_Exercise:_ Pick out every line in the material below that contains the word "uniform", matching case exactly, and copy each of those lines in full.

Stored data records
--- start ---
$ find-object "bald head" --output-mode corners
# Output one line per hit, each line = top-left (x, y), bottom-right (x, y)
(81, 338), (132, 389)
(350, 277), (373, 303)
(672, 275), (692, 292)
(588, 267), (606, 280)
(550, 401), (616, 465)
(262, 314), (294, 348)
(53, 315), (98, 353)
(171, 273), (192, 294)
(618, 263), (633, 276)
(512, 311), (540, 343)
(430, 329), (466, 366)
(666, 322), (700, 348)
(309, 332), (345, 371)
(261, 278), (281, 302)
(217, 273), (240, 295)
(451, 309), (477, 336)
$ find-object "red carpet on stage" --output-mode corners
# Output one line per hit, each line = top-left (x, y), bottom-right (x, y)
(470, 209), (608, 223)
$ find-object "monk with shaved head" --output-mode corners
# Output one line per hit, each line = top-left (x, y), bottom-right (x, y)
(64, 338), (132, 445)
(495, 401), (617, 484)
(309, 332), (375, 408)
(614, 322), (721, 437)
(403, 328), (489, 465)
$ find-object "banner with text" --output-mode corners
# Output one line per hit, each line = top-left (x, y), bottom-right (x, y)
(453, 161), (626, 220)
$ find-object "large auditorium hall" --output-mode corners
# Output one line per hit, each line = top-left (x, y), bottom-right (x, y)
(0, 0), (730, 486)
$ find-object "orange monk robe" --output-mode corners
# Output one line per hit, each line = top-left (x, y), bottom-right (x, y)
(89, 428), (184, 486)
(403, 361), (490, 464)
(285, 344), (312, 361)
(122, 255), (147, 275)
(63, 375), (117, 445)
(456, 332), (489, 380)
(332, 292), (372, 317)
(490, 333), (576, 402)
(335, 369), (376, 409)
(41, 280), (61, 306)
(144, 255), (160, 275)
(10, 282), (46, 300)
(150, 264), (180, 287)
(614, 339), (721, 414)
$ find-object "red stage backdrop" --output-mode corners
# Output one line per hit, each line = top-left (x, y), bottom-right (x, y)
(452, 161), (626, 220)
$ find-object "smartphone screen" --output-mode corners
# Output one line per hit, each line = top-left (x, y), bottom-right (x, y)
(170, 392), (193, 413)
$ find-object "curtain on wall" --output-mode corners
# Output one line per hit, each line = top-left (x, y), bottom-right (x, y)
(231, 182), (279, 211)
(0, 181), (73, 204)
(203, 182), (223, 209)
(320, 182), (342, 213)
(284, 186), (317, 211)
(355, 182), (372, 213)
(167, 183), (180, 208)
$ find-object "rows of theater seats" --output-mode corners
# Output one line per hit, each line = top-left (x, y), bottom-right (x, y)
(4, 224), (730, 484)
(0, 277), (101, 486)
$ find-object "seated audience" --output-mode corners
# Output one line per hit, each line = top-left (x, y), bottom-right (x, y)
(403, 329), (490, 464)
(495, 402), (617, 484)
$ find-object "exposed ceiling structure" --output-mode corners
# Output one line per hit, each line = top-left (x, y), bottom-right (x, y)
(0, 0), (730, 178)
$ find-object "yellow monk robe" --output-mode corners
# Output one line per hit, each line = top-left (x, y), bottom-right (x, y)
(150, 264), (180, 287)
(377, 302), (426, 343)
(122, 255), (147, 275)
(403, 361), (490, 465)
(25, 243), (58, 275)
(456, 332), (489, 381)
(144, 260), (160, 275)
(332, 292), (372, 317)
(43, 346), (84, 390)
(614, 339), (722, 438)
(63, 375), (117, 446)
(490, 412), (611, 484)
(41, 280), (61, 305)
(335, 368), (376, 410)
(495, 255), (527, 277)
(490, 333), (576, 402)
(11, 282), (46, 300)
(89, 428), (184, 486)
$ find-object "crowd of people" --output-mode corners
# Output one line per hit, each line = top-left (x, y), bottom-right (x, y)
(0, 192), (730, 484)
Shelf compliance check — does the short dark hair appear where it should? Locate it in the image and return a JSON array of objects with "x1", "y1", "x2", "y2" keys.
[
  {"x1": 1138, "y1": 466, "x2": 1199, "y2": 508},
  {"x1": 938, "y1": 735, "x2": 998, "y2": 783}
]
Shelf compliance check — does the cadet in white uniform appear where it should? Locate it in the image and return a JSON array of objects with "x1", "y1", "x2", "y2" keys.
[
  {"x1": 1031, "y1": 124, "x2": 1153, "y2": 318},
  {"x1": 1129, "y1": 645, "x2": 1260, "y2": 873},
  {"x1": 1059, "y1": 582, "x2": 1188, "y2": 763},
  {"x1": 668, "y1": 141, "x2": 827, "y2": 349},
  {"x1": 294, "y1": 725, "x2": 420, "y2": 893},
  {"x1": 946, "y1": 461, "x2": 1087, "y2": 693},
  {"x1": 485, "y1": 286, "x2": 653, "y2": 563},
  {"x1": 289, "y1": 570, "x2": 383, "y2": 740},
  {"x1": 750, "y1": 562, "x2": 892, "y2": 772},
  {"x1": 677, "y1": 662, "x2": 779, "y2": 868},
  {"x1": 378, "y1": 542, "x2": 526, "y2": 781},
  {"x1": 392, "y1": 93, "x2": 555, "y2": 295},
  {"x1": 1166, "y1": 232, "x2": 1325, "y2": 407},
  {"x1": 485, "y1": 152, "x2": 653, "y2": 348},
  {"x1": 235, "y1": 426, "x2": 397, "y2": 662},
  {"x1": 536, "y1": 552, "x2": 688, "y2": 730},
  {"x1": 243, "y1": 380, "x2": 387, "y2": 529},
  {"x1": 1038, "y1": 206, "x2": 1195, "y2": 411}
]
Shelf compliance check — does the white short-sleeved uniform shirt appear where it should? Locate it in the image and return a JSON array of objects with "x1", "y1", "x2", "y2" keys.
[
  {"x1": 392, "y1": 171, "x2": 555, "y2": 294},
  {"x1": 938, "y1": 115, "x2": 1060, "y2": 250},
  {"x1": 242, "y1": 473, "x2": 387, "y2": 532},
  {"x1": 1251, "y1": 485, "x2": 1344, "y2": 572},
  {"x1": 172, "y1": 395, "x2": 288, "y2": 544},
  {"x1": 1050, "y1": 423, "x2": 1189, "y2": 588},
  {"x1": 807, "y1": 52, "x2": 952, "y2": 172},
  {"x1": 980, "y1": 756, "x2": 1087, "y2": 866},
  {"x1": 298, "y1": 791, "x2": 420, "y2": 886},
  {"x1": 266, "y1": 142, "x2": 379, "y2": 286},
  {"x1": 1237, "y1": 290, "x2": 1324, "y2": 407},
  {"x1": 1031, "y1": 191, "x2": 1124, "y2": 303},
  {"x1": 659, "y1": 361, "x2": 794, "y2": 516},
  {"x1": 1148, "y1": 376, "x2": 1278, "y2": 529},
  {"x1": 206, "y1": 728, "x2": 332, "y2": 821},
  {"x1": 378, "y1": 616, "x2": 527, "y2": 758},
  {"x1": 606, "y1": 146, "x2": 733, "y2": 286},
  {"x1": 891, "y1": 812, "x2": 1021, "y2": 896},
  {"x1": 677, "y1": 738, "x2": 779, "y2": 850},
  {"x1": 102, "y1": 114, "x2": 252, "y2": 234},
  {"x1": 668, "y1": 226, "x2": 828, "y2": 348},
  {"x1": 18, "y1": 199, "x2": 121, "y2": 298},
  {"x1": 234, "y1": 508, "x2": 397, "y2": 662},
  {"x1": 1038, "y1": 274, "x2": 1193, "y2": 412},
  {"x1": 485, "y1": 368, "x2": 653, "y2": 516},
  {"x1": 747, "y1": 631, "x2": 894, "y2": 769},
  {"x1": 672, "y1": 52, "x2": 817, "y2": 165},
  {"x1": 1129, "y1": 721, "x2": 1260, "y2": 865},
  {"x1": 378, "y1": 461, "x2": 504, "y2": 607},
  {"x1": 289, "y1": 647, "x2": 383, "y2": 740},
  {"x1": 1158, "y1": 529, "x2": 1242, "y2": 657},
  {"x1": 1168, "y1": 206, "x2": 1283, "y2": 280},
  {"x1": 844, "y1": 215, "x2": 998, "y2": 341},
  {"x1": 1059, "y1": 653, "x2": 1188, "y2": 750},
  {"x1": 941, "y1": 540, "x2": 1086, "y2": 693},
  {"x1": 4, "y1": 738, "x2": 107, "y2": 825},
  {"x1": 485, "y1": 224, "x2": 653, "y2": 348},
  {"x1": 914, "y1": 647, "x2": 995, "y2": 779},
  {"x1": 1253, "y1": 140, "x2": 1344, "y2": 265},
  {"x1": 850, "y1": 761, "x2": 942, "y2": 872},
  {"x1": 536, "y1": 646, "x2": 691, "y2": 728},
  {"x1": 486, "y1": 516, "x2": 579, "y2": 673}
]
--- end ---
_Answer to the problem:_
Shelf compliance check — does the cadet in white uniform appear where it should? Locate it in the image and return a JSON array of objects with "x1", "y1", "x2", "y2" keys.
Shelf compliance check — does the white short-sleeved uniform shirt appear where it should? Locate it in the image and return a JSON array of objects with "x1", "y1", "x2", "y2" keys.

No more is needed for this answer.